Data listing:
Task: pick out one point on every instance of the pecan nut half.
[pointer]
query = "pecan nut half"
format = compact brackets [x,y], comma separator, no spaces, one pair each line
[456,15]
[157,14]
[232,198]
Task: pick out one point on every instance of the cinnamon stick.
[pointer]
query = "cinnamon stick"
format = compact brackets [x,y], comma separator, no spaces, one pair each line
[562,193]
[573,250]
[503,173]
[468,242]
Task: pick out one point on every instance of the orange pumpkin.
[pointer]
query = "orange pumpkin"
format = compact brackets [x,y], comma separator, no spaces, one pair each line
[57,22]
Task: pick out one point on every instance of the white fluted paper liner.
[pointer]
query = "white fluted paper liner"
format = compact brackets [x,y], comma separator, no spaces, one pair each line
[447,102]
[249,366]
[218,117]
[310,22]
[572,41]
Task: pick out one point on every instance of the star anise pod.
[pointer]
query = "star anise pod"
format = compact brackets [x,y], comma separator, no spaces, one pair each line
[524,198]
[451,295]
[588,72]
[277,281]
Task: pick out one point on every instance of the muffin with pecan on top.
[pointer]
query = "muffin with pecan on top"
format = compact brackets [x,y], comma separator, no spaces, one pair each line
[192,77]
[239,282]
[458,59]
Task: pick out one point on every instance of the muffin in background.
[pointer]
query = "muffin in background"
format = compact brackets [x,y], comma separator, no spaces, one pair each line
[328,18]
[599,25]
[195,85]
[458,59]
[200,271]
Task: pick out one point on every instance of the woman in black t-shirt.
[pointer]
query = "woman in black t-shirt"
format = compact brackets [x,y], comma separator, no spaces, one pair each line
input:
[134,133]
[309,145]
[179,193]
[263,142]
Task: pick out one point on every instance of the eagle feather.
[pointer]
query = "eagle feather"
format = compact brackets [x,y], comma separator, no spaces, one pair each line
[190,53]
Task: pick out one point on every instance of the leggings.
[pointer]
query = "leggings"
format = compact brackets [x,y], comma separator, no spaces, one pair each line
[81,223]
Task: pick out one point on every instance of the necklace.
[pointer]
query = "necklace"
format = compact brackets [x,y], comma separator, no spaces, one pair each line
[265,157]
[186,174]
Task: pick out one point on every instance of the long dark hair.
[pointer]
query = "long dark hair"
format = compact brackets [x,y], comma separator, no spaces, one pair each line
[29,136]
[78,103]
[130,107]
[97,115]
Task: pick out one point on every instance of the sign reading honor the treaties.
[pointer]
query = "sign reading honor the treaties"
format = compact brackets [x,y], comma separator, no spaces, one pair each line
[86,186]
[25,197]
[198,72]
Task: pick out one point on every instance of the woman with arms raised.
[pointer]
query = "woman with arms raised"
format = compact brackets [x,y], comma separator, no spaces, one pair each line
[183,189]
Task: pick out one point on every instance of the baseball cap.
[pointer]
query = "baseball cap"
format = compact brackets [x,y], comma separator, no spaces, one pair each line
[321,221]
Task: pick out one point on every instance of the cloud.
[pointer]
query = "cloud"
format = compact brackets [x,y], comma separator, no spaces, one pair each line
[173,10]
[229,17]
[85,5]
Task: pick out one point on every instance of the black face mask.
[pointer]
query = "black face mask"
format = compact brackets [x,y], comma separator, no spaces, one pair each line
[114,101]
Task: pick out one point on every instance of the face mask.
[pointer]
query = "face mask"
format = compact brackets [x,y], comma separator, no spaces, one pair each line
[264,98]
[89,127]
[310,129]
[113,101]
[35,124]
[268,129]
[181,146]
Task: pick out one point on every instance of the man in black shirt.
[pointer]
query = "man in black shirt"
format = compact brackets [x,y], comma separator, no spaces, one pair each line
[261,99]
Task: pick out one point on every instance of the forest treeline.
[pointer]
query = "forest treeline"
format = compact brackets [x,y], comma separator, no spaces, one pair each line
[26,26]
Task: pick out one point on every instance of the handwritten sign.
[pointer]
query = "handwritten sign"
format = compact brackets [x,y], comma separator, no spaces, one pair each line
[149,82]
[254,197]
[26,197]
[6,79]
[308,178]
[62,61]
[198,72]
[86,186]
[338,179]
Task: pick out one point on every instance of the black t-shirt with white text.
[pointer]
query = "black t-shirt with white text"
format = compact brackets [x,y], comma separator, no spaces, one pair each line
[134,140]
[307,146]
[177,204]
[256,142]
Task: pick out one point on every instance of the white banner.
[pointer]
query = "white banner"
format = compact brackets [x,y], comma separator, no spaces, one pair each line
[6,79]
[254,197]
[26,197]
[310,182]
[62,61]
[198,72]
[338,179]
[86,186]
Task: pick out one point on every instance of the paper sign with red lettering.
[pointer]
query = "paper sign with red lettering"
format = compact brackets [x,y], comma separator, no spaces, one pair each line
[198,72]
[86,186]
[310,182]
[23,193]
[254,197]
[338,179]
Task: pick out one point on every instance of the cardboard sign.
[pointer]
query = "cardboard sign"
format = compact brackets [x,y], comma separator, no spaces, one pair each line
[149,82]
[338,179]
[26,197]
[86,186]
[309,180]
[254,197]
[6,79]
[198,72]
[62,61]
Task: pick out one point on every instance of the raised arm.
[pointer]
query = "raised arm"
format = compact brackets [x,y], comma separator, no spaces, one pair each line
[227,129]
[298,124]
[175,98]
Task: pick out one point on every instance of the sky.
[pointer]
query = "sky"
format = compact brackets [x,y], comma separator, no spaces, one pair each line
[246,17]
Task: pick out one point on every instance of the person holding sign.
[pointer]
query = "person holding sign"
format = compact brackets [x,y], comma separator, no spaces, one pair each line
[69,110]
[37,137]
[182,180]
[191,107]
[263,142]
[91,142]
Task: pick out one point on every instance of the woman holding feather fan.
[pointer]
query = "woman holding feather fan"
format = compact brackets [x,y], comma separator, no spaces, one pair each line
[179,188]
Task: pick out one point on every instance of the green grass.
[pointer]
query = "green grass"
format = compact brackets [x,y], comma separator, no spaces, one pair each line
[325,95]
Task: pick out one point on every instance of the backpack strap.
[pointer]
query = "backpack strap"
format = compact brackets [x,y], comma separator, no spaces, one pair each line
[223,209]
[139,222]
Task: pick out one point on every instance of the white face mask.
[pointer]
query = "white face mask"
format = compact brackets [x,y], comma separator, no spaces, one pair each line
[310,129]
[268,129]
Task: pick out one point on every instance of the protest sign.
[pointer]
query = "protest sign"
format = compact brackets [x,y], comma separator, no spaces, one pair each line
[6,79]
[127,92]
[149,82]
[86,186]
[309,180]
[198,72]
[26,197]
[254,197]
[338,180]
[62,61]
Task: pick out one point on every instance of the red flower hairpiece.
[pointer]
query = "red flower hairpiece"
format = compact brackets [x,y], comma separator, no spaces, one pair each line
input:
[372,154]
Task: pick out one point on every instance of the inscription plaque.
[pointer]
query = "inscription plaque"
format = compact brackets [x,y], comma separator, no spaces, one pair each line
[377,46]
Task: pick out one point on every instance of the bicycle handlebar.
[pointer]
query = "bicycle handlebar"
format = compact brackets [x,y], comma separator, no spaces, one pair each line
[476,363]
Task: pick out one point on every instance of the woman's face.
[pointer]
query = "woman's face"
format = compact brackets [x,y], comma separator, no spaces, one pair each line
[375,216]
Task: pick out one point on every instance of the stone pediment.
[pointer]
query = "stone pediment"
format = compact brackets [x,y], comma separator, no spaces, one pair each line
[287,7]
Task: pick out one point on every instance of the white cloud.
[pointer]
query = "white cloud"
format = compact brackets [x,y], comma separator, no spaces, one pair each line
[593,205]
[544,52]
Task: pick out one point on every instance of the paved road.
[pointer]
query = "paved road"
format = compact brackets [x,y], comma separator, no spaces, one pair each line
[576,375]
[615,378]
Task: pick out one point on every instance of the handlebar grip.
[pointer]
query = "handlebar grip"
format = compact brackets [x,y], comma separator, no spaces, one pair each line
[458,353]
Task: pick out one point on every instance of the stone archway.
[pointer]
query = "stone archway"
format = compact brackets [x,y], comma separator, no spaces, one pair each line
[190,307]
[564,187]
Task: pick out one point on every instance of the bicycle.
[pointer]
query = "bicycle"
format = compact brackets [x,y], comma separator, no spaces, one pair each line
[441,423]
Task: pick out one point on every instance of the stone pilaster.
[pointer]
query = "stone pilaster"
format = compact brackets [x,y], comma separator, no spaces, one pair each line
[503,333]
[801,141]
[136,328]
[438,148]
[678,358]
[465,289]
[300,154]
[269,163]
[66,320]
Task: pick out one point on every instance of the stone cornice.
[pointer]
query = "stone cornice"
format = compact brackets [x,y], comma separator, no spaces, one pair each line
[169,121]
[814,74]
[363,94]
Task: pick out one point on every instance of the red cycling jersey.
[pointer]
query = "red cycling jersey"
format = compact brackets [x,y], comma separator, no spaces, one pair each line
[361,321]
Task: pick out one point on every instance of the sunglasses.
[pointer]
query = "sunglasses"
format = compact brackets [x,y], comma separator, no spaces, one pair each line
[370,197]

What is required: Reproduce exactly the lines from the one containing "the stone cornice." through the last line of the records above, including both, and nothing else.

Reply:
Task: pick out one point on every instance of the stone cornice.
[pointer]
query = "stone cornice"
format = compact brackets [x,y], comma separator, no spaces, one pair each line
[169,121]
[814,74]
[363,94]
Task: pick out one point on every instance of the red cycling jersey.
[pointer]
query = "red cycling jersey"
format = compact brackets [x,y], comma separator, no spaces, one pair each line
[361,321]
Task: pick out one point on every instance of the sunglasses.
[pointer]
query = "sunglasses"
format = compact brackets [x,y], comma separator, no spaces, one pair each line
[370,197]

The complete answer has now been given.